(Records excerpted from a collection)
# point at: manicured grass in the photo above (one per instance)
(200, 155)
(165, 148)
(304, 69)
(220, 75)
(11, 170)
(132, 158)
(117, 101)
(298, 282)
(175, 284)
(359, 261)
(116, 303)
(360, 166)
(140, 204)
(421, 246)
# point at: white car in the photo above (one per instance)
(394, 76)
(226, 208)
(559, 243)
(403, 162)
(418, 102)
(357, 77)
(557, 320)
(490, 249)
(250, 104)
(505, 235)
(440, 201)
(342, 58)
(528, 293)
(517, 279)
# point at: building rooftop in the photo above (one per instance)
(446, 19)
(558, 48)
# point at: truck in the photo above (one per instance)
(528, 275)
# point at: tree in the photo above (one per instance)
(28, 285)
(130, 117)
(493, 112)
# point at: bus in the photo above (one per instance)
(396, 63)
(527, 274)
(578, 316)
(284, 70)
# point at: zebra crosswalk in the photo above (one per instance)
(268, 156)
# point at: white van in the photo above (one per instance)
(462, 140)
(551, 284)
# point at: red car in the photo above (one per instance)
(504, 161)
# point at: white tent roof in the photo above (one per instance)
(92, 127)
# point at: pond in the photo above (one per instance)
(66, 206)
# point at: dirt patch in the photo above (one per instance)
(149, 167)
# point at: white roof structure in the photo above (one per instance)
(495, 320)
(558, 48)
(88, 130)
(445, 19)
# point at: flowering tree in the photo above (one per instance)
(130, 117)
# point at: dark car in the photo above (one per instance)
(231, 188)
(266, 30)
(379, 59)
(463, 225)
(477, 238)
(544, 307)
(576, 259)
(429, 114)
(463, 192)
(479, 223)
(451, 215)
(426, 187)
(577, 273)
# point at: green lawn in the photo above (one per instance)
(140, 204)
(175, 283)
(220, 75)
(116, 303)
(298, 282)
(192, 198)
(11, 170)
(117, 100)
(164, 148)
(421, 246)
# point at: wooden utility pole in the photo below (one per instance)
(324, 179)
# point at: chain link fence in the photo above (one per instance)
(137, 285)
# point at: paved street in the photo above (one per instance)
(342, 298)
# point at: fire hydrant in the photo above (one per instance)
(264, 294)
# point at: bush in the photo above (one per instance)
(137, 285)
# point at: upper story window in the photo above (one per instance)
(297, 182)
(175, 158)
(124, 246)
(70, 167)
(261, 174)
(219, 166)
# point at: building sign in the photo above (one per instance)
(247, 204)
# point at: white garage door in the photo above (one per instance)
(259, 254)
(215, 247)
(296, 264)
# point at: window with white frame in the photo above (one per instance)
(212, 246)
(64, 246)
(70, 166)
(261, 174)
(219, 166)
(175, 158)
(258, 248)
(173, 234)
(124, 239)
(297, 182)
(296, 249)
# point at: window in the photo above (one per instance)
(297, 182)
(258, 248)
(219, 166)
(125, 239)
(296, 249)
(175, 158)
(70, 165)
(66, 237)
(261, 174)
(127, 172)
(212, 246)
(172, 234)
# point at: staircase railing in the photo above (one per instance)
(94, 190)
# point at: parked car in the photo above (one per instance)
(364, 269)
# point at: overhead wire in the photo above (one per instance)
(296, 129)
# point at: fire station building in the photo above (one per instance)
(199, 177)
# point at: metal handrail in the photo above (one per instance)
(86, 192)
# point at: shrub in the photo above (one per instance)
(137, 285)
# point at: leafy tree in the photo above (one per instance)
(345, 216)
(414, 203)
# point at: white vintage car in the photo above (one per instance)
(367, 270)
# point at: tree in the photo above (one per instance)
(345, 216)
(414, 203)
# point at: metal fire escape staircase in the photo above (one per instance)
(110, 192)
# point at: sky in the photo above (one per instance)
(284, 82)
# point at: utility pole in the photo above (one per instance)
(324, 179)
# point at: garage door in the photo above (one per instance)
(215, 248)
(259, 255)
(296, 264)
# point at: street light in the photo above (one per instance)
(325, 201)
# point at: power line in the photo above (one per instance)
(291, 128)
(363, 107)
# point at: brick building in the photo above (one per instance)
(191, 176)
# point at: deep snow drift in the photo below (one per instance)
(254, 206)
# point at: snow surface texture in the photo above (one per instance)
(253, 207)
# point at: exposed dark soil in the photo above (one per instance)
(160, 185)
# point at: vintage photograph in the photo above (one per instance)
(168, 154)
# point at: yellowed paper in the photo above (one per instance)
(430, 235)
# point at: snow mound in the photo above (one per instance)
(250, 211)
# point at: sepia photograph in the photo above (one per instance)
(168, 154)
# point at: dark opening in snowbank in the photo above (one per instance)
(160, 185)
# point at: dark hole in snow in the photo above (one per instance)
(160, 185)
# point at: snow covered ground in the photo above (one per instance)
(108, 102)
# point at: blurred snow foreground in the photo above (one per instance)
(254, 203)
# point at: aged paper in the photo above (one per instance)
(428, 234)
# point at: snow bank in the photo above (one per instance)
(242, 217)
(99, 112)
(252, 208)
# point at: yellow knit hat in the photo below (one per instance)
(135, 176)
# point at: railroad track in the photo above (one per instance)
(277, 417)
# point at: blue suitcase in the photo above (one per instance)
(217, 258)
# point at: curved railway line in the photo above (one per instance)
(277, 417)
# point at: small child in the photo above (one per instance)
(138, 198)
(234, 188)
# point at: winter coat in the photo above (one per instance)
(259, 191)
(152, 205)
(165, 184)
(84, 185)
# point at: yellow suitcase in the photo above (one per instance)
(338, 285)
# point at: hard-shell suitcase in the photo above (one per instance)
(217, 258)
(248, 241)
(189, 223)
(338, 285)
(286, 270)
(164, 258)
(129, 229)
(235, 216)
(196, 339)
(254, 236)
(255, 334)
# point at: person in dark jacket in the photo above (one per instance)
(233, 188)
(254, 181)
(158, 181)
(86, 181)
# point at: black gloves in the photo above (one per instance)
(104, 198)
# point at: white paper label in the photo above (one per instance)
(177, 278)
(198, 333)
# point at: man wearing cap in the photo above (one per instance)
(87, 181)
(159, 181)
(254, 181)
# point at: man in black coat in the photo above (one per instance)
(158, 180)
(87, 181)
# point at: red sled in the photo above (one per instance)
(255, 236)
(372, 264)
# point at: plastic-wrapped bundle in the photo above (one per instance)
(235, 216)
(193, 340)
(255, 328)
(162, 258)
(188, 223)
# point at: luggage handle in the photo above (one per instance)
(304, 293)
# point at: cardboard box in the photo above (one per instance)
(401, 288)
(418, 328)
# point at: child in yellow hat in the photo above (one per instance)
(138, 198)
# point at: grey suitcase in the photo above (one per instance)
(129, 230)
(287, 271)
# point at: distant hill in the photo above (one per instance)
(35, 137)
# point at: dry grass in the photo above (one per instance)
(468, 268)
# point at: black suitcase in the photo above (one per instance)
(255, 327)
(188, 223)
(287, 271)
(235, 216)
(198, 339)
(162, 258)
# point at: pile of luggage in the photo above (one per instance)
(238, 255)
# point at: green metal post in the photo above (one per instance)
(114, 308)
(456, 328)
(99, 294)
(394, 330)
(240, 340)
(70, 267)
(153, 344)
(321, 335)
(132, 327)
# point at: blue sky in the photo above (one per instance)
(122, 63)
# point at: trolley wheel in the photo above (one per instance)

= TASK PROMPT =
The reply should consist of the records, reproduced exactly.

= TASK OUTPUT =
# point at: manicured grass in the photo above (one per instance)
(200, 155)
(165, 148)
(304, 69)
(220, 75)
(11, 170)
(132, 158)
(117, 101)
(298, 282)
(175, 284)
(359, 261)
(116, 303)
(360, 166)
(140, 204)
(421, 246)
# point at: white car in the photo above (one per instance)
(394, 76)
(226, 208)
(559, 243)
(403, 162)
(418, 102)
(357, 77)
(557, 320)
(490, 249)
(250, 104)
(505, 235)
(440, 201)
(342, 58)
(528, 293)
(517, 279)
# point at: building rooftop in the photo above (one per instance)
(446, 19)
(558, 48)
# point at: truck in the photo above (one per instance)
(528, 275)
# point at: tree in the photo above (one per instance)
(28, 285)
(130, 117)
(493, 112)
# point at: bus in the photo above (one per instance)
(396, 63)
(527, 274)
(578, 316)
(284, 70)
# point at: zebra crosswalk in the photo above (one per instance)
(268, 156)
# point at: white van in the photo above (one per instance)
(462, 140)
(551, 284)
# point at: red car in the photo above (one per instance)
(504, 161)
# point at: white tent roof in the photo above (one per instance)
(92, 127)
# point at: pond in the photo above (one per instance)
(66, 206)
# point at: dirt patch in the photo above (one per instance)
(149, 167)
# point at: white roof structure in the photo above (one per instance)
(495, 320)
(558, 48)
(88, 130)
(445, 19)
# point at: flowering tree in the photo above (one per instance)
(130, 117)
# point at: dark car in the photo above (one per instance)
(231, 188)
(266, 30)
(379, 59)
(463, 225)
(477, 238)
(544, 307)
(576, 259)
(429, 114)
(463, 192)
(479, 223)
(451, 215)
(426, 187)
(577, 273)
# point at: green lawn in the photo above (one per instance)
(140, 204)
(175, 283)
(220, 75)
(116, 303)
(298, 282)
(192, 198)
(11, 170)
(117, 100)
(164, 148)
(421, 246)
# point at: wooden utility pole in the photo below (one per instance)
(324, 179)
# point at: chain link fence in the photo above (one per instance)
(137, 285)
# point at: paved street in the photo above (one per instance)
(342, 298)
# point at: fire hydrant in the photo above (one per instance)
(264, 294)
# point at: bush in the photo above (one per instance)
(137, 285)
# point at: upper story window in the photo above (one per instance)
(297, 182)
(175, 158)
(124, 246)
(70, 167)
(261, 174)
(219, 166)
# point at: building sign in the photo above (one per instance)
(247, 204)
# point at: white garage door in the photo above (one per instance)
(259, 254)
(215, 247)
(296, 264)
# point at: window with white frame in the photo above (one per instance)
(212, 246)
(64, 246)
(70, 166)
(261, 174)
(219, 166)
(175, 158)
(258, 248)
(173, 234)
(124, 239)
(297, 182)
(296, 249)
# point at: window in the photo above (one per instance)
(297, 182)
(258, 248)
(219, 166)
(125, 239)
(296, 249)
(175, 158)
(70, 165)
(66, 237)
(261, 174)
(127, 172)
(212, 246)
(172, 234)
# point at: staircase railing in the photo above (one per instance)
(94, 190)
# point at: parked car in the photo above (one per instance)
(364, 269)
# point at: overhead wire in the photo above (one per instance)
(296, 129)
# point at: fire station building in the photo above (one per instance)
(199, 177)
# point at: metal handrail in the photo above (one per instance)
(86, 192)
# point at: shrub in the photo above (one per instance)
(137, 285)
# point at: leafy tree in the photo above (one per instance)
(345, 216)
(414, 203)
# point at: white vintage car in the photo above (one per instance)
(367, 270)
# point at: tree in the photo above (one per instance)
(345, 216)
(414, 203)
# point at: metal fire escape staircase in the photo above (one per instance)
(110, 192)
# point at: sky in the photo above (one per instance)
(284, 82)
# point at: utility pole in the photo above (one per instance)
(324, 179)
# point at: garage door in the photo above (one per instance)
(215, 248)
(259, 255)
(296, 264)
# point at: street light in the photo above (one per instance)
(325, 201)
# point at: power line in the photo above (one per instance)
(291, 128)
(363, 107)
# point at: brick building in the photo above (one per instance)
(191, 176)
# point at: deep snow drift in the photo below (one per instance)
(254, 206)
# point at: snow surface texture in the photo above (one per instance)
(253, 207)
# point at: exposed dark soil in the photo above (one per instance)
(160, 185)
# point at: vintage photograph in the photo above (one per instance)
(168, 154)
# point at: yellowed paper in the photo above (one per instance)
(430, 235)
# point at: snow mound in the photo above (one per instance)
(250, 211)
# point at: sepia photograph in the photo above (one per instance)
(168, 154)
# point at: dark opening in snowbank in the photo above (one per instance)
(160, 185)
# point at: dark hole in snow in the photo above (one per instance)
(160, 185)
# point at: snow covered ground in the photo above (one per instance)
(108, 102)
# point at: blurred snow foreground in the photo above (one per instance)
(254, 203)
# point at: aged paper in the photo above (one per instance)
(428, 234)
# point at: snow bank in the photo above (one per instance)
(242, 217)
(99, 112)
(252, 208)
# point at: yellow knit hat in the photo below (one per instance)
(135, 176)
# point at: railroad track in the photo above (one per instance)
(277, 417)
# point at: blue suitcase in the photo above (one per instance)
(217, 258)
# point at: curved railway line in the photo above (one per instance)
(277, 417)
# point at: small child in the photo above (one per instance)
(138, 198)
(234, 188)
# point at: winter coat in the photo above (one per instance)
(259, 191)
(152, 205)
(165, 184)
(84, 185)
# point at: yellow suitcase in the photo above (one per instance)
(338, 285)
# point at: hard-shell suitcase in the photo above (one per instance)
(217, 258)
(248, 241)
(189, 223)
(338, 285)
(286, 270)
(164, 258)
(129, 229)
(235, 216)
(196, 339)
(254, 236)
(255, 334)
# point at: person in dark jacket in the photo above (one per instance)
(233, 188)
(254, 181)
(158, 181)
(86, 181)
# point at: black gloves in the photo above (one per instance)
(104, 198)
# point at: white paper label in the photo above (one per instance)
(177, 278)
(198, 333)
# point at: man wearing cap in the photo above (one per instance)
(87, 181)
(159, 181)
(254, 181)
# point at: man in black coat in the photo above (one per instance)
(158, 180)
(87, 181)
# point at: red sled in the photo above (one per instance)
(255, 236)
(372, 264)
# point at: plastic-wrapped bundle in the photo above (one per instance)
(235, 216)
(193, 340)
(255, 328)
(162, 258)
(188, 223)
# point at: luggage handle in the photo above (one per instance)
(304, 293)
# point at: cardboard box in the photo above (one per instance)
(401, 288)
(418, 328)
# point at: child in yellow hat in the photo above (one per instance)
(138, 198)
# point at: grey suitcase in the photo above (one per instance)
(129, 230)
(287, 271)
# point at: distant hill in the photo above (one per instance)
(35, 137)
# point at: dry grass in the photo above (one per instance)
(468, 268)
# point at: black suitcase in the photo above (one per instance)
(255, 327)
(188, 223)
(287, 271)
(235, 216)
(198, 339)
(162, 258)
# point at: pile of luggage in the photo above (one per instance)
(238, 255)
# point at: green metal post in the photo above (one per instance)
(114, 308)
(456, 328)
(99, 294)
(394, 330)
(240, 340)
(70, 267)
(153, 344)
(321, 335)
(132, 327)
# point at: blue sky in the photo above (one per instance)
(122, 63)
# point at: trolley wheel in the photo above (one per instance)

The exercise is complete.